- [Directions for this task]:
Only an exact copy of every record counts as an answer.

- [Stored items from a collection]:

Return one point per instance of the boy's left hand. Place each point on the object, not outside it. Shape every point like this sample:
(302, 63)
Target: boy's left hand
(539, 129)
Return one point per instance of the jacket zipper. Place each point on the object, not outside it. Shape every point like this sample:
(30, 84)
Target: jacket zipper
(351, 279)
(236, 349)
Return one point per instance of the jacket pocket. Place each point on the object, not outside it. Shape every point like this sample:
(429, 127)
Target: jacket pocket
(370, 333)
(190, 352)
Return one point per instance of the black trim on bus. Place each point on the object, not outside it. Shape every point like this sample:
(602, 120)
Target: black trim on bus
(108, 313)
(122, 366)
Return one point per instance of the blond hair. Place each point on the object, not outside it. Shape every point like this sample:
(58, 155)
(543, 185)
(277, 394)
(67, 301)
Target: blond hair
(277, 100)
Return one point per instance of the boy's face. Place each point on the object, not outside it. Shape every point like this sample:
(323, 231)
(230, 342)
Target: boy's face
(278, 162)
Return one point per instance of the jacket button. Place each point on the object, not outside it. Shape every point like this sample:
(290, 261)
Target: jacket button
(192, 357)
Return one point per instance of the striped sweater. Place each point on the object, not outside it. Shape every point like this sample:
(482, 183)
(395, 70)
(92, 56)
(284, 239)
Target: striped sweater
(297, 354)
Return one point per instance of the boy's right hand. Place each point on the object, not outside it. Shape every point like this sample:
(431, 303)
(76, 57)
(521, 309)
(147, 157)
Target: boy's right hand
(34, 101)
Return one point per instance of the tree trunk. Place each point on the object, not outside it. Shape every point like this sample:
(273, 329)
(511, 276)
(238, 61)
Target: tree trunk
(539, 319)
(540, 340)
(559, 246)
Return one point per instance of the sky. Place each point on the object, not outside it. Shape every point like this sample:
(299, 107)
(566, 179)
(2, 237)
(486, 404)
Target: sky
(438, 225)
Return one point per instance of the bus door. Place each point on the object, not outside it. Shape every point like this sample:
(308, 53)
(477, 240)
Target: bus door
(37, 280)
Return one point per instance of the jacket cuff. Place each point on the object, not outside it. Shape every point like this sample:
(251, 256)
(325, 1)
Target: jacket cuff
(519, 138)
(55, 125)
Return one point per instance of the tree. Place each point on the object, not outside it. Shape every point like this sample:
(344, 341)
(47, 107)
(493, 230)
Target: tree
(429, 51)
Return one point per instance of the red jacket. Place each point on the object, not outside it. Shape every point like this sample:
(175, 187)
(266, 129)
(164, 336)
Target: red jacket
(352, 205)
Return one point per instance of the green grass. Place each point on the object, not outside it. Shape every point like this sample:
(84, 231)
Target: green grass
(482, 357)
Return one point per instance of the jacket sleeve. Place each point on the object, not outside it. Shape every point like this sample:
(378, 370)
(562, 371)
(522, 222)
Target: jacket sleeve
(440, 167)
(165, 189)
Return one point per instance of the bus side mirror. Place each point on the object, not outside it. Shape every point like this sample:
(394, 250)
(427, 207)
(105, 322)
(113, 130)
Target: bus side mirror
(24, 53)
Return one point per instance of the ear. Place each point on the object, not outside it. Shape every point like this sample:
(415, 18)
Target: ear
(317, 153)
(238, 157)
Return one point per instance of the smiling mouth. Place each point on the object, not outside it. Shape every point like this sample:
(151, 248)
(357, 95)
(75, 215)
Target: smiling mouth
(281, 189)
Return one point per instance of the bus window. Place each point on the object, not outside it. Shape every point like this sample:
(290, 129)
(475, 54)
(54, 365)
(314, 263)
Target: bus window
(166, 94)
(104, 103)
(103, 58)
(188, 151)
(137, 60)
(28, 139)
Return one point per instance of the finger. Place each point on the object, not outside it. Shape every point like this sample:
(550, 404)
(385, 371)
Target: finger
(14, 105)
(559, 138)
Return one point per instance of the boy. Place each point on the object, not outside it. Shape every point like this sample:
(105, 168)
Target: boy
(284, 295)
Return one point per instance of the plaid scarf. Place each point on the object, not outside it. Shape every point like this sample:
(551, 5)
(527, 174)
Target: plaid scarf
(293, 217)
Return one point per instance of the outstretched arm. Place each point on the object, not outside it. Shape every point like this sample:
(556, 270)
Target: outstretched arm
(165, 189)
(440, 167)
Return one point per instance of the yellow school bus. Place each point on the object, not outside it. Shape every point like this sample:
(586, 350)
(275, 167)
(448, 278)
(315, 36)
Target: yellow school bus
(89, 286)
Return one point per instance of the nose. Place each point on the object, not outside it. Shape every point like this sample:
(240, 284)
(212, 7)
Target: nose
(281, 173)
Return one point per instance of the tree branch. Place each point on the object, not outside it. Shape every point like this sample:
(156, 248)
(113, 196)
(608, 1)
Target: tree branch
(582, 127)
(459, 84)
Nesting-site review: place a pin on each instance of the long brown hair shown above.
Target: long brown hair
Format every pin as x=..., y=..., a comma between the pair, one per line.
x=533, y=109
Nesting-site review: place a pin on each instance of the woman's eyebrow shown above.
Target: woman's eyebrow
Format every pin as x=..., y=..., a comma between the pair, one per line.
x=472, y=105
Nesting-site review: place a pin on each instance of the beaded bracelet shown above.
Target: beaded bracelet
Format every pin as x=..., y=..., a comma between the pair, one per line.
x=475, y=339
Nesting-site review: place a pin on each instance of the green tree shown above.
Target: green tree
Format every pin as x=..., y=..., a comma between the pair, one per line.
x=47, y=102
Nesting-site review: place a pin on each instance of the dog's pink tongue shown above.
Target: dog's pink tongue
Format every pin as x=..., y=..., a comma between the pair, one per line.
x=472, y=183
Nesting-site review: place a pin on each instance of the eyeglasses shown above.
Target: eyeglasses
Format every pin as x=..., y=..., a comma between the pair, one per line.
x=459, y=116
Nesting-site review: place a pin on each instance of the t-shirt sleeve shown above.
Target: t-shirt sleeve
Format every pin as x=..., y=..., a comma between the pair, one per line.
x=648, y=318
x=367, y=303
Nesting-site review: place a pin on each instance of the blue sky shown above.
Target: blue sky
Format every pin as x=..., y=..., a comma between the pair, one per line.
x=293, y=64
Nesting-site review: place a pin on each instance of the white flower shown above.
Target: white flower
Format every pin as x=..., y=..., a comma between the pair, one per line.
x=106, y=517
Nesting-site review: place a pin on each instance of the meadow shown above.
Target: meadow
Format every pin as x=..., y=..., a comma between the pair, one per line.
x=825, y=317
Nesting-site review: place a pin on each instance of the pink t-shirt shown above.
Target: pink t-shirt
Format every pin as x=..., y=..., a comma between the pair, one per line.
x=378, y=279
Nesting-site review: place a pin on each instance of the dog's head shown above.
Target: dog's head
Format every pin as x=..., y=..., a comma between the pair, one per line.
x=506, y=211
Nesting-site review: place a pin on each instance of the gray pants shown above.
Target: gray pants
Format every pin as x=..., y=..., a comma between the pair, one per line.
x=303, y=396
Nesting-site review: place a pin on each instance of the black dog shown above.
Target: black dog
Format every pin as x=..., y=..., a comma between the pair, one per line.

- [Reply to the exercise]:
Return one point per instance of the boy's left hand. Place each point on the object, not outside it. Shape every point like this sample:
(302, 63)
Target: boy's left hand
(539, 129)
Return one point per instance of the jacket zipper. Place each point on the object, not outside it. Shape every point like this sample:
(30, 84)
Target: jacket zipper
(351, 279)
(236, 349)
Return one point per instance of the jacket pocket. Place each point on the object, not outside it. Shape every point like this sample:
(429, 127)
Target: jacket pocket
(370, 333)
(190, 352)
Return one point per instance of the black trim on bus. Place each point on the object, not outside it. Shape every point like this sample:
(602, 120)
Target: black trim on bus
(108, 313)
(122, 366)
Return one point per instance of the blond hair. Place each point on the object, not outside it. Shape every point like this sample:
(58, 155)
(543, 185)
(277, 394)
(67, 301)
Target: blond hair
(277, 100)
Return one point per instance of the boy's face. Place each point on the object, not outside it. Shape every point like this sample:
(323, 231)
(230, 342)
Target: boy's face
(278, 162)
Return one point per instance of the jacket button. Place each point on the object, not outside it. Shape every point like this sample:
(290, 261)
Target: jacket button
(192, 357)
Return one point per instance of the striped sweater. Place each point on the object, not outside it. Shape every point like this sample:
(482, 183)
(395, 70)
(92, 56)
(284, 239)
Target: striped sweater
(297, 354)
Return one point per instance of the boy's right hand. Place each point on the object, not outside it. Shape every point like this sample:
(431, 303)
(76, 57)
(521, 309)
(147, 157)
Target: boy's right hand
(34, 101)
Return one point per instance of the tree trunk. Place each point on the object, not outside it. Shape every point like this sample:
(273, 329)
(511, 276)
(238, 61)
Target: tree trunk
(539, 319)
(540, 340)
(559, 246)
Return one point per instance of the sky. Place each point on the object, not outside it. Shape every point like this sample:
(299, 107)
(566, 179)
(2, 237)
(486, 404)
Target: sky
(438, 225)
Return one point per instance of the bus door. Place each point on the object, not outside it. Shape every point like this sample:
(308, 53)
(477, 240)
Target: bus door
(37, 280)
Return one point per instance of the jacket cuff. Place each point on the object, not outside it. Shape every point like this sample:
(251, 256)
(325, 1)
Target: jacket cuff
(519, 138)
(55, 125)
Return one point per instance of the tree. Place each point on the object, not outside it. Shape every point like this sample:
(344, 341)
(47, 107)
(493, 230)
Target: tree
(429, 51)
Return one point per instance of the red jacket. Place each point on the object, not outside it. Shape every point like this sample:
(175, 187)
(266, 129)
(164, 336)
Target: red jacket
(352, 205)
Return one point per instance of the green grass. Place each point on the object, not outside it. Shape every point like this sample:
(84, 231)
Target: green grass
(482, 357)
Return one point per instance of the jacket sleeve. Place each point on the object, not outside it. Shape every point like this sample:
(378, 370)
(562, 371)
(522, 222)
Target: jacket sleeve
(440, 167)
(165, 189)
Return one point per instance of the bus side mirror. Place each point on the object, not outside it. Shape every point like this sample:
(394, 250)
(427, 207)
(105, 322)
(113, 130)
Target: bus side mirror
(24, 53)
Return one point per instance of the ear. Place each point on the object, not outside it. Shape every point like this sample:
(415, 18)
Target: ear
(317, 153)
(238, 157)
Return one point per instance of the smiling mouth. Place each point on the object, not outside it. Shape every point like this sample:
(151, 248)
(357, 95)
(75, 215)
Target: smiling mouth
(281, 189)
Return one point per instance of the bus window. Place each point on the object, not outside it. Shape every point like this sample:
(290, 129)
(475, 54)
(54, 365)
(314, 263)
Target: bus window
(166, 94)
(104, 103)
(103, 58)
(188, 151)
(137, 60)
(28, 139)
Return one point per instance of the finger. Place each point on the object, not outside it. Shape every point like this sample:
(550, 404)
(385, 371)
Target: finger
(14, 105)
(559, 138)
Return one point per instance of the boy. Place each point on the object, not outside it. Shape every point like this sample:
(105, 168)
Target: boy
(284, 295)
Return one point per instance of the plaid scarf. Place each point on the object, not outside it. Shape every point like this sample:
(551, 5)
(527, 174)
Target: plaid scarf
(293, 217)
Return one point per instance of the outstretched arm. Place each point on the object, not outside it. Shape every point like this sample:
(556, 270)
Target: outstretched arm
(165, 189)
(440, 167)
Return one point per instance of the yellow school bus. Place each point on the object, not outside it. Shape every point like this sample:
(586, 350)
(275, 167)
(448, 278)
(315, 36)
Target: yellow school bus
(89, 286)
Return one point per instance of the nose. Place each point on the object, not outside it. Shape every point like this sample:
(240, 284)
(212, 7)
Target: nose
(281, 173)
Return one point per instance of the tree branch. Place each point on the object, not outside it. Shape every point like this sample:
(156, 248)
(113, 196)
(608, 1)
Target: tree branch
(582, 127)
(459, 84)
Nesting-site review: place a pin on each instance of the long brown hair shown above.
Target: long brown hair
Format every pin as x=..., y=..., a comma between the pair, one per line.
x=533, y=109
Nesting-site review: place a pin on each instance of the woman's eyebrow shown above.
Target: woman's eyebrow
Format every pin as x=..., y=..., a comma between the pair, one per line.
x=472, y=105
Nesting-site review: place a pin on each instance of the beaded bracelet shown above.
Target: beaded bracelet
Format every pin as x=..., y=..., a comma between the pair, one per line.
x=475, y=339
Nesting-site review: place a pin on each instance of the green tree shown above.
Target: green tree
Format every pin as x=..., y=..., a comma between the pair, one per line.
x=47, y=102
Nesting-site review: place a pin on each instance of the dog's pink tongue shown above.
Target: dog's pink tongue
Format every pin as x=..., y=..., a comma between the pair, one per line.
x=472, y=183
Nesting-site review: place a pin on each instance of the eyeglasses shown above.
Target: eyeglasses
Format every pin as x=..., y=..., a comma between the pair, one per line.
x=459, y=116
Nesting-site review: place a pin on each instance of the t-shirt sleeve shown above.
Target: t-shirt sleeve
Format every pin as x=..., y=..., a comma between the pair, one per line.
x=648, y=318
x=367, y=303
Nesting-site review: place a pin on each instance of the blue sky shown above.
Target: blue sky
Format every pin as x=..., y=..., a comma between the pair, one per line.
x=293, y=64
Nesting-site review: place a pin on each instance of the white flower shown above.
Target: white flower
Format every pin as x=..., y=..., a comma between the pair, one per line.
x=106, y=517
Nesting-site review: place a pin on each instance of the meadow shown above.
Target: meadow
Format every pin as x=..., y=..., a comma between the pair, one per line.
x=825, y=317
Nesting-site review: place a pin on each instance of the pink t-shirt shown above.
Target: pink t-shirt
Format every pin as x=..., y=..., a comma between the pair, one per line.
x=378, y=279
Nesting-site review: place a pin on each instance of the dog's head shown above.
Target: dog's head
Format every pin as x=..., y=..., a comma between the pair, one per line.
x=506, y=211
Nesting-site review: place a pin on each instance of the gray pants shown above.
Target: gray pants
Format every pin as x=..., y=..., a comma between the pair, one per line.
x=303, y=396
Nesting-site review: place a pin on each instance of the black dog shown above.
Target: black dog
Format every pin as x=..., y=..., a comma between the pair, one per line.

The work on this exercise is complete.